→ Exercise task
In the records below, copy out every line from the one containing "Query: wooden rafter" up to and including the final line of the records, and write nothing else.

--- Start ---

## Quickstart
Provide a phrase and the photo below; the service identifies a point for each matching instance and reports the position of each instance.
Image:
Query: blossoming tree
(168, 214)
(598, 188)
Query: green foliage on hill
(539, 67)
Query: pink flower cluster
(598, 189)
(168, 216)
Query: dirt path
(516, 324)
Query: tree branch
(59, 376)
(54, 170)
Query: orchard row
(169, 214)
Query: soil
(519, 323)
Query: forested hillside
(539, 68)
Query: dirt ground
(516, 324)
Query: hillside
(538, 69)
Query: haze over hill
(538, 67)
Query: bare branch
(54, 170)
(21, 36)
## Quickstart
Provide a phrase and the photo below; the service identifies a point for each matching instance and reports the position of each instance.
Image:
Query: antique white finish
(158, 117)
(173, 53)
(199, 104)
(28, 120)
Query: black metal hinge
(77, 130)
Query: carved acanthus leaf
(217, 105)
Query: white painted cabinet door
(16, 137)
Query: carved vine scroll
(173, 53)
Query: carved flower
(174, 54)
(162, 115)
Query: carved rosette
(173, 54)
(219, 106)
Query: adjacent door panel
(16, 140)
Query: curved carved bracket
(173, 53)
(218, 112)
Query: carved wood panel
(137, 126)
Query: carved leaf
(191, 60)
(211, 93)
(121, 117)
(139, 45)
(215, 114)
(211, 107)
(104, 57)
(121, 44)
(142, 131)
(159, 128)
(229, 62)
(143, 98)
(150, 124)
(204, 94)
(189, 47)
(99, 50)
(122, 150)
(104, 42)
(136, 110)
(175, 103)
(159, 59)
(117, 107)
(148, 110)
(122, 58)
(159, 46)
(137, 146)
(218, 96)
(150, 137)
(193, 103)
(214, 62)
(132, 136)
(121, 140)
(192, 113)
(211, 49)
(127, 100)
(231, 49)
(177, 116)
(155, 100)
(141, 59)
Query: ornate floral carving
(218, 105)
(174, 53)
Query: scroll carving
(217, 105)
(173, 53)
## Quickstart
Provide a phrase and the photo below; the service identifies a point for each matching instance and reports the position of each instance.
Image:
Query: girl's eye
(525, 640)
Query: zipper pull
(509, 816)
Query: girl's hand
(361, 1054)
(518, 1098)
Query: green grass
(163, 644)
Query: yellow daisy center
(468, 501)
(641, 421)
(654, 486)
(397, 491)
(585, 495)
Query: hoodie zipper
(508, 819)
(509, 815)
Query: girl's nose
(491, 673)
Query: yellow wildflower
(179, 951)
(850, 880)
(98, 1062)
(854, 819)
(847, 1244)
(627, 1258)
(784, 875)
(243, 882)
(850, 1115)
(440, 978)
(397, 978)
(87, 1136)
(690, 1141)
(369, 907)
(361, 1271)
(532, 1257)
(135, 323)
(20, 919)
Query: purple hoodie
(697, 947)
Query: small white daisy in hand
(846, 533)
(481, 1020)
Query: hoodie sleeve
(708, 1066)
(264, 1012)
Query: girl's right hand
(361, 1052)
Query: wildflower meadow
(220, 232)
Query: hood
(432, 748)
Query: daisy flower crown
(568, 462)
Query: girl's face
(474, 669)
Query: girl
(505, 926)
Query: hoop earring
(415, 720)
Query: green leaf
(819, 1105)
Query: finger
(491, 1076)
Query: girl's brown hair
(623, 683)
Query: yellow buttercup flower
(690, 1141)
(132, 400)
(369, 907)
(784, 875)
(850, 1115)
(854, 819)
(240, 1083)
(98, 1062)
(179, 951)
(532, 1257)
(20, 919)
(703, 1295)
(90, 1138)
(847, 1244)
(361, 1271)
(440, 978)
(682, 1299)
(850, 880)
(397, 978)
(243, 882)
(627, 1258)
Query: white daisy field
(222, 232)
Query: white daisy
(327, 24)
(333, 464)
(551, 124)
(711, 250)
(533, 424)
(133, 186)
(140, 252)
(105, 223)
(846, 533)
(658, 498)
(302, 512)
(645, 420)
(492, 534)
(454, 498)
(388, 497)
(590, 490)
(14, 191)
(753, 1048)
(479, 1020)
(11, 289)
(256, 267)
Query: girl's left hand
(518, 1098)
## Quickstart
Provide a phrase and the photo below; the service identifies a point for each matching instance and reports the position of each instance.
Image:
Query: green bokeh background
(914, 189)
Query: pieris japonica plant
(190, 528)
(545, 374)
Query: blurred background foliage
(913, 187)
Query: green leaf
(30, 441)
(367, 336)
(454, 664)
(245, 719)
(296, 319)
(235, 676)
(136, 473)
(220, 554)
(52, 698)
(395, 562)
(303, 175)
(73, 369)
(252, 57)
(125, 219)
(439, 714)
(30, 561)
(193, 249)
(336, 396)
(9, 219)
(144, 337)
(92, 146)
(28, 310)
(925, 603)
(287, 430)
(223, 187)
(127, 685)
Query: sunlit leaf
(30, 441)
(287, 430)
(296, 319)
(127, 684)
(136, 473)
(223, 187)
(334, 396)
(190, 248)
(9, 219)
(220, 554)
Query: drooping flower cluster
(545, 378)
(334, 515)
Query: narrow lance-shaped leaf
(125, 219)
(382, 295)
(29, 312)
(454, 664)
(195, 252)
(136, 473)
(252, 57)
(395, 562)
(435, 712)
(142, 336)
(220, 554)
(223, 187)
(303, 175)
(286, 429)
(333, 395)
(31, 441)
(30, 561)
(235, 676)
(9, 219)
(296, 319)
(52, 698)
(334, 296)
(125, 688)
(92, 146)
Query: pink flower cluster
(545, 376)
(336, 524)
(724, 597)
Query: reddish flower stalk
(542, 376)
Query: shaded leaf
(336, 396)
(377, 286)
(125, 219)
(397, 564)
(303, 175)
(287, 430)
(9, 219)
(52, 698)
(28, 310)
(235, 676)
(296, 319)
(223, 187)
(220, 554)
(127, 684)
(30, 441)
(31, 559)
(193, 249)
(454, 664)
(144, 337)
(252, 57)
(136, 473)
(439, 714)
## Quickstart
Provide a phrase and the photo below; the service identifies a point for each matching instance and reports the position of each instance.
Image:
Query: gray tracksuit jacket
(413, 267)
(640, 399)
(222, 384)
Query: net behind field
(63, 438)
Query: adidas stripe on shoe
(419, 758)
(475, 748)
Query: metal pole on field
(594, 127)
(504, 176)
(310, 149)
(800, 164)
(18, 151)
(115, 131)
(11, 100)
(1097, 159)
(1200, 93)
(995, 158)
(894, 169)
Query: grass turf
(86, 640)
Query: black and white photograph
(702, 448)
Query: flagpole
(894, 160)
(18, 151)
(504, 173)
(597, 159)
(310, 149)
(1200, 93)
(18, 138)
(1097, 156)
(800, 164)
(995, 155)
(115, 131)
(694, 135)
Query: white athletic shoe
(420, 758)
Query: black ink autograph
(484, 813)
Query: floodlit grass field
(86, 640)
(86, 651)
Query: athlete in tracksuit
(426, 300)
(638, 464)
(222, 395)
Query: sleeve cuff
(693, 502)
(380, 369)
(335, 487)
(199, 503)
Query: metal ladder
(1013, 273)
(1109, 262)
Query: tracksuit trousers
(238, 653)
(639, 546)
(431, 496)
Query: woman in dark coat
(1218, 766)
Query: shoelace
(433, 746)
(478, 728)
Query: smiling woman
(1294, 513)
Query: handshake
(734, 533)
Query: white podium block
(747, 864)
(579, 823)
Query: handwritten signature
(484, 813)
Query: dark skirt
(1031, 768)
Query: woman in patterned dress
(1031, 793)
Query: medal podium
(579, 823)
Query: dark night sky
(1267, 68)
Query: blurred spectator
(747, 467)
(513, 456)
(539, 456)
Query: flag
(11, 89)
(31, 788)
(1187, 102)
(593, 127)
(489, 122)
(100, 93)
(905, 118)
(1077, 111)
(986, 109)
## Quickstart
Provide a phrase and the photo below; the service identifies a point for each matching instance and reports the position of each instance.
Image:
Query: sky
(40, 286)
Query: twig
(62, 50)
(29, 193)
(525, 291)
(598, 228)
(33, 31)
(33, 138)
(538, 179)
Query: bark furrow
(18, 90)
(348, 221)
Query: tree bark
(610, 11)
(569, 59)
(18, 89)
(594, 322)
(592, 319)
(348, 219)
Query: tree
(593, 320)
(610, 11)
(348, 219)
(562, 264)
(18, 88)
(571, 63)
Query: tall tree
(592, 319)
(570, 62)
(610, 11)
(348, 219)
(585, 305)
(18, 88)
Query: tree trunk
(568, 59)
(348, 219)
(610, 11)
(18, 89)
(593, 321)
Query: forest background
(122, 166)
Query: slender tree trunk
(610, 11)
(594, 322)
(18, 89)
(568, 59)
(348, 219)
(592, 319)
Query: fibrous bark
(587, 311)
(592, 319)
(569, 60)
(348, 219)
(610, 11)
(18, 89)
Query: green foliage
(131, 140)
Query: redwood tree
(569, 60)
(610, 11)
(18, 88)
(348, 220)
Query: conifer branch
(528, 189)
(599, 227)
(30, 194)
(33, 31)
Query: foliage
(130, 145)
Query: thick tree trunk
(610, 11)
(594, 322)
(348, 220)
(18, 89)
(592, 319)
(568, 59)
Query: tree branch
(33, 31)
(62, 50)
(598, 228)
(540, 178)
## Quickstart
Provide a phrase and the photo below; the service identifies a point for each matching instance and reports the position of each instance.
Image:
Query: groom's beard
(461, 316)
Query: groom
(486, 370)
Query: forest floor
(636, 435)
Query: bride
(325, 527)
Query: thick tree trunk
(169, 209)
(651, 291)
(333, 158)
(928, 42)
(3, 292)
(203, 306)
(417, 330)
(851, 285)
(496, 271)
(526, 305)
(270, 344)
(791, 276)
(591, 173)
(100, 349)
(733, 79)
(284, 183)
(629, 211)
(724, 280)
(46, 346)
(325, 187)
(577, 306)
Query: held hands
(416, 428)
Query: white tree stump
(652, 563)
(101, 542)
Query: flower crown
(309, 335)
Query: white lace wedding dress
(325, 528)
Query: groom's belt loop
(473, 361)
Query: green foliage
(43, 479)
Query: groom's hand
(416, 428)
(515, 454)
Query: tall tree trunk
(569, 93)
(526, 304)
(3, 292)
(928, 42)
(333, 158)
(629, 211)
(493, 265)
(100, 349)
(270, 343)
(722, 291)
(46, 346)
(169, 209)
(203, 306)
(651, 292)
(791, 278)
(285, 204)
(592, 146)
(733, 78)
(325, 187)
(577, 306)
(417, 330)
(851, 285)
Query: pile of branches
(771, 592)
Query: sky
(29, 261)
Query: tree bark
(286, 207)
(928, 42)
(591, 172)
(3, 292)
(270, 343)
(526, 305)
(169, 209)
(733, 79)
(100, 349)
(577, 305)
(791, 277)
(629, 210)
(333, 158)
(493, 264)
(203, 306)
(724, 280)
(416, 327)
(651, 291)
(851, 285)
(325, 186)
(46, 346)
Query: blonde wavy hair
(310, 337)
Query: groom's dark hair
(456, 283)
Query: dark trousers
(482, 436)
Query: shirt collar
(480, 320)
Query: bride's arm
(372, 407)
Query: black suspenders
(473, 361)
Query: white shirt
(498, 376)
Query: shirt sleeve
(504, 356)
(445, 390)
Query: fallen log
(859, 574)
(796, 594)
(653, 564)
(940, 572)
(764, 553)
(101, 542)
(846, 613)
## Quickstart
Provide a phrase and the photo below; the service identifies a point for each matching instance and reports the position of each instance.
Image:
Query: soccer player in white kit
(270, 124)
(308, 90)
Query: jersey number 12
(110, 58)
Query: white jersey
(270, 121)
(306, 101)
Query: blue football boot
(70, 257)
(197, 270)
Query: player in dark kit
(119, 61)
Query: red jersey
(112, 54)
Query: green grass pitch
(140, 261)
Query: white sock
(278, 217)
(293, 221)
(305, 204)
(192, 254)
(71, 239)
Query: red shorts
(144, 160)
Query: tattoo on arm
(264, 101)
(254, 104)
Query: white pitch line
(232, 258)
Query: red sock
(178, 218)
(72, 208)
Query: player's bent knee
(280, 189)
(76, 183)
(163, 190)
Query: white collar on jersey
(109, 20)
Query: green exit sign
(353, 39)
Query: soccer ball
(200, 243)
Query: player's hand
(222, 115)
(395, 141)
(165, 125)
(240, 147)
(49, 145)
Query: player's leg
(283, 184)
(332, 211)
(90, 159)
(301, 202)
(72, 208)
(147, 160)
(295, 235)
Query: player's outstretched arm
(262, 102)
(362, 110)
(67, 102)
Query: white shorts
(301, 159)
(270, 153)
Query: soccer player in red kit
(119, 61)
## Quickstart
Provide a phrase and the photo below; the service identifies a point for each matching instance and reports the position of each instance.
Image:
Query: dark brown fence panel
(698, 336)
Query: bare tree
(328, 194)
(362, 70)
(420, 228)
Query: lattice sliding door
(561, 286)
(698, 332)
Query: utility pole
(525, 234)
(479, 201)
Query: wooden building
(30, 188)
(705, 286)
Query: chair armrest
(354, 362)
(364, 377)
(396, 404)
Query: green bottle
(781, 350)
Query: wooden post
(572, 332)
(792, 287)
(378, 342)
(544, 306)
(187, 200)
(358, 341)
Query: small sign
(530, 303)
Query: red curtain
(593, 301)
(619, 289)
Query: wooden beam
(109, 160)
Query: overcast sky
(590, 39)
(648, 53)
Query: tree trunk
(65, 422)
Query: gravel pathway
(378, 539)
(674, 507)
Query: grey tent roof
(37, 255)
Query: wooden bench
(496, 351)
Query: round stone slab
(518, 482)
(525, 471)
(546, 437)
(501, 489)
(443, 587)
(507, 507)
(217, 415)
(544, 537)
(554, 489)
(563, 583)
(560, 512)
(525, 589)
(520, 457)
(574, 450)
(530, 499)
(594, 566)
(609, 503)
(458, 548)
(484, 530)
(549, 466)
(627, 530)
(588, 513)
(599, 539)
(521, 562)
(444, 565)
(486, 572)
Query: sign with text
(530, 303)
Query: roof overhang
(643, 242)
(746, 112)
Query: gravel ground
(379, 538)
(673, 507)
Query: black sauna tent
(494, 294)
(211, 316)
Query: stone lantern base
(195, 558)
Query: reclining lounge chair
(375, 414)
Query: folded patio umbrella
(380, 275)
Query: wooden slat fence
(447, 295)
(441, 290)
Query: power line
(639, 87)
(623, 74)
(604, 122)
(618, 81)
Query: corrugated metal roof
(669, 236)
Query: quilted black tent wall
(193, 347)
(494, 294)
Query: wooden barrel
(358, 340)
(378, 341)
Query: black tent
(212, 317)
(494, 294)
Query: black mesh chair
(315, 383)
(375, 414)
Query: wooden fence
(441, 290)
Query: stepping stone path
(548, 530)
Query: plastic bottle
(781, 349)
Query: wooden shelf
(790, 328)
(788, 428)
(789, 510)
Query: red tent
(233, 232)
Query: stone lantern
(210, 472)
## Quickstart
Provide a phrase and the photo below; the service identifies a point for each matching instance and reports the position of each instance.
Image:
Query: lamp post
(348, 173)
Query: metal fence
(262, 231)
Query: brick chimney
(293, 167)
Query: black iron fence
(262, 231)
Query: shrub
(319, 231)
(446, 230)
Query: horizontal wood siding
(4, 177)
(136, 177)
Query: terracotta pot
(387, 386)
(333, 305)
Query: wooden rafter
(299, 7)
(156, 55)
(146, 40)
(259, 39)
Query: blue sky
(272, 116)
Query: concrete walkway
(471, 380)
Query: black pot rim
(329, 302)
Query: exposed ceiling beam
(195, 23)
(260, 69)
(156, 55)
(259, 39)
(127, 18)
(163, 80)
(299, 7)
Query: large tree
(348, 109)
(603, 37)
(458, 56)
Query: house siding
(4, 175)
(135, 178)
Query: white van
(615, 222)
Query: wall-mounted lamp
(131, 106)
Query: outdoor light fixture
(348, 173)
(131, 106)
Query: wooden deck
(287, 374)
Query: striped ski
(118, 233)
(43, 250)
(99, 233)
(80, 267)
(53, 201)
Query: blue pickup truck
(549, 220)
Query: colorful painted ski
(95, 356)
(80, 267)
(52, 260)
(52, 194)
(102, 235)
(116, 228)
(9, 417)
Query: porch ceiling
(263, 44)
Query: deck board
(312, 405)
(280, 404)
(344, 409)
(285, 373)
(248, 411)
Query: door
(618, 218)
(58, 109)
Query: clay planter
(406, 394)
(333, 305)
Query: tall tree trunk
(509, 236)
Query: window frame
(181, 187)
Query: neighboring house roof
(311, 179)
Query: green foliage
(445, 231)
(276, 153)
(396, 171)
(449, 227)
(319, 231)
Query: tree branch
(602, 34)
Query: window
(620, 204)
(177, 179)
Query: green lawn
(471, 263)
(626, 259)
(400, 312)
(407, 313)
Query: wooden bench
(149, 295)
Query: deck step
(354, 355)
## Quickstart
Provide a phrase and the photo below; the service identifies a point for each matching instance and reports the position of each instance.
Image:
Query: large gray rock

--- End ---

→ Output below
Query: wooden rafter
(299, 7)
(156, 55)
(146, 40)
(259, 39)
Query: blue sky
(272, 116)
Query: concrete walkway
(471, 380)
Query: black pot rim
(329, 302)
Query: exposed ceiling beam
(195, 23)
(260, 69)
(156, 55)
(259, 39)
(127, 18)
(163, 80)
(299, 7)
Query: large tree
(348, 109)
(603, 37)
(458, 56)
Query: house siding
(4, 175)
(135, 178)
Query: white van
(615, 222)
Query: wall-mounted lamp
(131, 106)
Query: outdoor light fixture
(348, 173)
(131, 106)
Query: wooden deck
(287, 374)
Query: striped ski
(118, 233)
(43, 250)
(99, 233)
(80, 267)
(53, 201)
Query: blue pickup truck
(549, 220)
Query: colorful painted ski
(95, 356)
(80, 267)
(52, 260)
(52, 194)
(102, 235)
(116, 228)
(9, 417)
Query: porch ceiling
(263, 44)
Query: deck board
(312, 405)
(280, 404)
(344, 409)
(285, 373)
(248, 411)
Query: door
(618, 218)
(58, 109)
Query: clay planter
(406, 394)
(333, 305)
Query: tall tree trunk
(509, 236)
Query: window frame
(181, 187)
Query: neighboring house roof
(311, 179)
Query: green foliage
(445, 231)
(276, 153)
(396, 171)
(449, 227)
(319, 231)
Query: tree branch
(602, 34)
Query: window
(620, 204)
(177, 179)
Query: green lawn
(471, 263)
(626, 259)
(400, 312)
(407, 313)
Query: wooden bench
(149, 295)
Query: deck step
(354, 355)
## Quickstart
Provide a phrase and the photo below; the service identifies a point for each matching instance and reports the position of each instance.
Image:
Query: large gray rock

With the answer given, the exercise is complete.